Юрий Михайлович Рост тихо подкрался к своему 80-летию. Никто не ожидал. За эти годы он создал собственную страну друзей. Описал ее и подружил с нами — своими читателями.
«Когда-то мой приятель, сидя в одесском ресторане, написал девушке записку: "Приходи к нам за стол, у нас весело и есть что выпить". "От того не зависит, за каким столом",— написала она в ответ… Права была одесская красавица. Не так важно где, важно —– кто, с кем и зачем».
Бесспорно, главный для Юрия Михайловича вопрос: с кем?
У журналистов обычно так: написал, потом с кем-то из героев подружился. Рост сначала выбирает, потом дружит и лишь после этого пишет.

## ЧТО ТРЕБУЕТСЯ
Выведите без изменений фрагмент текста о Юрии Росте от слов «Юрий Михайлович Рост» до слов «после этого пишет.» включительно.

## ИСХОДНЫЕ ДАННЫЕ
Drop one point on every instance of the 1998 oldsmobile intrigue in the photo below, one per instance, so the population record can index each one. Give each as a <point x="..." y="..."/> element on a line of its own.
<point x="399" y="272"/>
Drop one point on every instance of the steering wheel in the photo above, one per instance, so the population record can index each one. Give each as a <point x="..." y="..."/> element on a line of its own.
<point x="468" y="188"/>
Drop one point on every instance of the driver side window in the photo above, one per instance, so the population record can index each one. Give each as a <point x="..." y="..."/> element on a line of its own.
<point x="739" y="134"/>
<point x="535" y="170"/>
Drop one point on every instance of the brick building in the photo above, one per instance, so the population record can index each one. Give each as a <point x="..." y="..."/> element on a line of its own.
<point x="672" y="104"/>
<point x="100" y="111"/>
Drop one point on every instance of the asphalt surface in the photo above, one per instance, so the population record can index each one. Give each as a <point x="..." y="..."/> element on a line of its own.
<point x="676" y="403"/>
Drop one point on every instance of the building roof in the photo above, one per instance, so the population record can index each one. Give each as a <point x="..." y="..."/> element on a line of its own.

## ПИСЬМЕННЫЙ ОТВЕТ
Юрий Михайлович Рост тихо подкрался к своему 80-летию. Никто не ожидал. За эти годы он создал собственную страну друзей. Описал ее и подружил с нами — своими читателями.
«Когда-то мой приятель, сидя в одесском ресторане, написал девушке записку: "Приходи к нам за стол, у нас весело и есть что выпить". "От того не зависит, за каким столом",— написала она в ответ… Права была одесская красавица. Не так важно где, важно —– кто, с кем и зачем».
Бесспорно, главный для Юрия Михайловича вопрос: с кем?
У журналистов обычно так: написал, потом с кем-то из героев подружился. Рост сначала выбирает, потом дружит и лишь после этого пишет.